▶ PASSAGE SHOWN
|---|

Eight years ago, innumerable commentators said "values voters"—in other words, voters with conservative values—were responsible for George W. Bush's re-election (liberal voters, apparently, don't have values, they just have opinions). They noticed a correlation between religiosity and the propensity to vote Republican, and in the most religious of all industrialized countries, this "God gap" was routinely characterized as a problem that Democrats had to solve if they were to avoid electoral doom. In fact, today the "God gap" is more of a wash for the two parties, and in the future it could become the Republicans' problem. But the idea that religion only helps Republicans persists, and when GOP presidential candidates competed during the primaries for the title of most pious (with no fewer than three testifying that God had instructed them to run), few considered it something that would damage their eventual nominee.
So let's take a look at what the two parties' religious coalitions look like today. It's often noted that the Republican party has become almost entirely a white party, while the Democrats bring together a far more diverse collection of whites, blacks, Hispanics, and other ethnic groups to make up their electoral coalition. Something similar occurs with regard to religion, albeit not quite as starkly.
Unsurprisingly, white evangelical Protestants make up a plurality of the Republican coalition, about a third in the Pew Research Center data seen in these charts. If we put them together with white mainline Protestants and white Catholics, we see that nearly three-quarters of Republicans are white Christians. In contrast, white Christians make up only about a third of the Democratic coalition, joining larger numbers of blacks, Hispanics, and those usually lumped into the "other" religious group–Jews, Muslims, Hindus, and others. And perhaps most notably, those who say they have no religious affiliation make up a far larger portion of the Democratic electorate, nearly one in four Democrats. Though specifying who identifies with no religion is sensitive to how the question is asked, other surveys show similar results, with between one in five and one in four Democrats unaffiliated with any religious group.
Next, we'll examine the "God gap" and look at how much of a problem Mormonism has turned out to be for Mitt Romney (spoiler alert: less than almost everybody expected).
The "God gap" is almost always characterized as a problem for Democrats, and they respond by periodically lamenting their inability to appeal to deeply religious voters. There are even political consultants whose sole business is telling Democratic candidates how to speak to the folks in the pews in their own language. What you never hear is Republicans trying to figure out how they can appeal to secular voters. But maybe they should.
To see why, let's look at some exit poll numbers. As I mentioned, the "God gap" is about religiosity, not denomination: whether you're a Protestant, Catholic, or Jew, you're much more likely to be Republican if you're the kind of person who attends services frequently. But it turns out that Democrats are getting the better end of this gap. For instance, in 2008, John McCain got the votes of 55 percent of those who attended religious services every week (who made up 27 percent of voters) and an identical 55 percent of those who attended more than once a week (12 percent of voters). That means his advantage among these two groups won him a total of 21 percent of the vote ((.55 x .27)+(.55 x .12) = .2145). Barack Obama, on the other hand, got 67 percent of those who never attended religious services (16 percent of voters) and 59 percent of those who attended only a few times a year (28 percent of voters), getting him a total of 27 percent of voters ((.67 x .16)+(.59 x .28) = .2724). In sum, Obama got six more percentage points (27 percent) out of less religious voters than McCain got out of more religious voters (21 percent).

|---|

▶ EXERCISE SET
(1) Rewrite the paragraph beginning "Unsurprisingly, white evangelical Protestants" from the passage on religion and the two parties as a short bulleted list that keeps its main facts.
(2) Reproduce the passage on religion and the two parties word for word, between "So let's take" and "quite as starkly.", inclusive.

▶ DATA FOR ANALYSIS

|---|

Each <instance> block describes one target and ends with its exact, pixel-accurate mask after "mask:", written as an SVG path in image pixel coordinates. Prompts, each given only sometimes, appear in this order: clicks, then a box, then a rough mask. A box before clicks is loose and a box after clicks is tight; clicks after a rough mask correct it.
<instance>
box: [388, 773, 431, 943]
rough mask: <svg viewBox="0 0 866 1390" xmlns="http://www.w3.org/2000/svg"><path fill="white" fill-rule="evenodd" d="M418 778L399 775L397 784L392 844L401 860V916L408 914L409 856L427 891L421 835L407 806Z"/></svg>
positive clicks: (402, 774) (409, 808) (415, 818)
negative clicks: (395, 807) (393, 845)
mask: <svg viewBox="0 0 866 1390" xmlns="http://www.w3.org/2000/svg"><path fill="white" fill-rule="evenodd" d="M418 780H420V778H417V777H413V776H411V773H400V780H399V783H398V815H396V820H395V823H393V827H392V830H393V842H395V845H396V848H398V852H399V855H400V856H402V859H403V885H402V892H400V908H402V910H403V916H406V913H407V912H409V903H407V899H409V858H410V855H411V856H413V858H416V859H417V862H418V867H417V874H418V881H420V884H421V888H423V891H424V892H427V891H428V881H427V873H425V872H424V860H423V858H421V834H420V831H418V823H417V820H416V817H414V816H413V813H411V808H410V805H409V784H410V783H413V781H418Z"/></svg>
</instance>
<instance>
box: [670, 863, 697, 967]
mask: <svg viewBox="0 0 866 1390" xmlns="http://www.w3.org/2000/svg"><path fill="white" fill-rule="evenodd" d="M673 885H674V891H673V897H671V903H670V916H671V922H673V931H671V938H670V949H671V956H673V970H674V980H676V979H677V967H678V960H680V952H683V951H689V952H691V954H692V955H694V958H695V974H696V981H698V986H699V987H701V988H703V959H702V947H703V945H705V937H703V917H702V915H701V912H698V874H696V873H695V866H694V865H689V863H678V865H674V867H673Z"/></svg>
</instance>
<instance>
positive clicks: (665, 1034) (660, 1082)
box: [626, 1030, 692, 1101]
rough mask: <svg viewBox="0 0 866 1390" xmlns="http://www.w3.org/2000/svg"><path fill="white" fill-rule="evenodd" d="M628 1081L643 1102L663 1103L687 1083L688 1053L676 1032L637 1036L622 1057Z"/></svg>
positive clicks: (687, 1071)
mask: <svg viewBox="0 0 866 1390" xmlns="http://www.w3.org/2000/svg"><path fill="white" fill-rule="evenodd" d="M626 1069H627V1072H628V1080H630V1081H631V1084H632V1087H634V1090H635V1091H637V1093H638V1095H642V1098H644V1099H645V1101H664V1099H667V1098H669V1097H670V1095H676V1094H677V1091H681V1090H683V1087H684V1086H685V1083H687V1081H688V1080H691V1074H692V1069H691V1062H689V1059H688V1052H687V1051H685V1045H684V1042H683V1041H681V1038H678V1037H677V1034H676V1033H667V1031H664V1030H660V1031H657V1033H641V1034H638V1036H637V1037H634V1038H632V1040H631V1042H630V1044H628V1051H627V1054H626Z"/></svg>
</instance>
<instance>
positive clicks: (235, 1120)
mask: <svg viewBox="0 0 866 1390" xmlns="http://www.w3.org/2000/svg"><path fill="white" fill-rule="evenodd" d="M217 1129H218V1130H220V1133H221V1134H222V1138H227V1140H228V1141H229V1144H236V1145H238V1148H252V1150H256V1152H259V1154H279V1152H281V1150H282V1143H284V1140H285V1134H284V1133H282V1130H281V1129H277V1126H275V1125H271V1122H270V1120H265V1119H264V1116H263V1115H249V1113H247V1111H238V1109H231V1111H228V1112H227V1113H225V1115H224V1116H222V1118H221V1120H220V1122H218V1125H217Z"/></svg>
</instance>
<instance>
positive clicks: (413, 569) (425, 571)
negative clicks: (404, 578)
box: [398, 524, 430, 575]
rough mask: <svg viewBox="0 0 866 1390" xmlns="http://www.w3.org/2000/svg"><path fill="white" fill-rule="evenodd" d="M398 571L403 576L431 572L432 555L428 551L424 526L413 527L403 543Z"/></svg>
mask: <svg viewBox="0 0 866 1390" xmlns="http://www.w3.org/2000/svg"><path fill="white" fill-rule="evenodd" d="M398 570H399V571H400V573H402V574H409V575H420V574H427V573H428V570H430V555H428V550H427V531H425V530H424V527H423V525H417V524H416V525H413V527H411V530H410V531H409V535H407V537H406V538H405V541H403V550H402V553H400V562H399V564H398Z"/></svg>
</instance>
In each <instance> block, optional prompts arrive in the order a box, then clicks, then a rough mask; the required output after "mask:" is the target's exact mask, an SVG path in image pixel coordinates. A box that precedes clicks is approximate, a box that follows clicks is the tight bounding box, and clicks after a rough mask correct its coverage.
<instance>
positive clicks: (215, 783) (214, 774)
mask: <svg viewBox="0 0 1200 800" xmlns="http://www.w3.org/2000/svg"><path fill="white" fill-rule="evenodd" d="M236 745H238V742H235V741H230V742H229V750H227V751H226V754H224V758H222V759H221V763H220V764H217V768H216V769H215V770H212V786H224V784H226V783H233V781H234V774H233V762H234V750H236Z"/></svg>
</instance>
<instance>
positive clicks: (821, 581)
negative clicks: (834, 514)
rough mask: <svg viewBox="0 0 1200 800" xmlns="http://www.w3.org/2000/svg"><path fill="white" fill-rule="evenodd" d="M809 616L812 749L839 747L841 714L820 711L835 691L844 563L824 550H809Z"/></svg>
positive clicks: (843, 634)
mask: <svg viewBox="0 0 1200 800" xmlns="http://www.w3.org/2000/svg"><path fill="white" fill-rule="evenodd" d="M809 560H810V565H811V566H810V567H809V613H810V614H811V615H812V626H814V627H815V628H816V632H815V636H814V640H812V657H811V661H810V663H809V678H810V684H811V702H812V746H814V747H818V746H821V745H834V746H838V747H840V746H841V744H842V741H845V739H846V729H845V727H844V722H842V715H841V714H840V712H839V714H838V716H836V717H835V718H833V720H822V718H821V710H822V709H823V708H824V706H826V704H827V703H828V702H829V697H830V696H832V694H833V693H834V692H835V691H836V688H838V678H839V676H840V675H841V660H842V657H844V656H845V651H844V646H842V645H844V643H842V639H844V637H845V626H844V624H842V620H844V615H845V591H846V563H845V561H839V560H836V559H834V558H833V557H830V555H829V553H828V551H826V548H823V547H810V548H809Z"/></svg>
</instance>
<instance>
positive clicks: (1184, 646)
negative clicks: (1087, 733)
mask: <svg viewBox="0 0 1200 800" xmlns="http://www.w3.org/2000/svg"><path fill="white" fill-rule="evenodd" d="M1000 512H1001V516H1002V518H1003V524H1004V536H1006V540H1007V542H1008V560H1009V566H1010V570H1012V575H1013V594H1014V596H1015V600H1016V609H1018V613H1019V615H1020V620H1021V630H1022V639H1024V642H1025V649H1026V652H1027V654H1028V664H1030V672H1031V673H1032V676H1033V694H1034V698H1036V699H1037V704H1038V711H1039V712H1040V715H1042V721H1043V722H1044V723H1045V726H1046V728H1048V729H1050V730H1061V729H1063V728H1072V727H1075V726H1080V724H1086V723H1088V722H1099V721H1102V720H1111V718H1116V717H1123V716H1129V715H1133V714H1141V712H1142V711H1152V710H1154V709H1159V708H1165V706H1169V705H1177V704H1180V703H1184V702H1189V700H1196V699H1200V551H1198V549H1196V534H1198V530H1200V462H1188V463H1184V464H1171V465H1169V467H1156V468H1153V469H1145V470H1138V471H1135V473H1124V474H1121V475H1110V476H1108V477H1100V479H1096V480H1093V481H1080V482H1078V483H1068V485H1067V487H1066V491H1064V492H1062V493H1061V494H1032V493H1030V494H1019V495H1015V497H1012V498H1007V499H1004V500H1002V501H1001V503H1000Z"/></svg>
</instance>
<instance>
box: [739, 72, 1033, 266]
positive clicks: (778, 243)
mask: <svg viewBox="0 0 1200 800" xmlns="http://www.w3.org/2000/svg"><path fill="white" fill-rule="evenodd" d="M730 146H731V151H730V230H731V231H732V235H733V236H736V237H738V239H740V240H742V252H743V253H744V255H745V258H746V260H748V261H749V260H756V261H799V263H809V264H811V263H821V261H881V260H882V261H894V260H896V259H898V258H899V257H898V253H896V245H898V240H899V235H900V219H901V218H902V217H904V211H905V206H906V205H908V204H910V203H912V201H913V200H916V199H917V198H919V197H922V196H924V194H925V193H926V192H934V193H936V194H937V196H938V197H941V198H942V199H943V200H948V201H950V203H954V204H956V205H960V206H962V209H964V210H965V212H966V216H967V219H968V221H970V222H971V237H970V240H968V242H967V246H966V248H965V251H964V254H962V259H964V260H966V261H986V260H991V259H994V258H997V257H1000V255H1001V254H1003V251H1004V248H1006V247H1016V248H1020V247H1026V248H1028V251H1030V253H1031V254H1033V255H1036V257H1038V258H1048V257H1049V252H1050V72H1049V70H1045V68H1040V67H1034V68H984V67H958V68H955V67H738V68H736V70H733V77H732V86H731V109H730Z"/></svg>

|---|

▶ SOLUTIONS IN ORDER
(1)
- White evangelical Protestants are the largest single group among Republicans, about a third in the Pew Research Center data.
- Together with white mainline Protestants and white Catholics, white Christians make up nearly three-quarters of Republicans.
- White Christians are only about a third of the Democratic coalition, alongside larger numbers of blacks, Hispanics, and the "other" religious group (Jews, Muslims, Hindus, and others).
- People with no religious affiliation make up nearly one in four Democrats.
- The count of unaffiliated people depends on how the question is asked, but other surveys also find that between one in five and one in four Democrats have no religious affiliation.

(2)
So let's take a look at what the two parties' religious coalitions look like today. It's often noted that the Republican party has become almost entirely a white party, while the Democrats bring together a far more diverse collection of whites, blacks, Hispanics, and other ethnic groups to make up their electoral coalition. Something similar occurs with regard to religion, albeit not quite as starkly.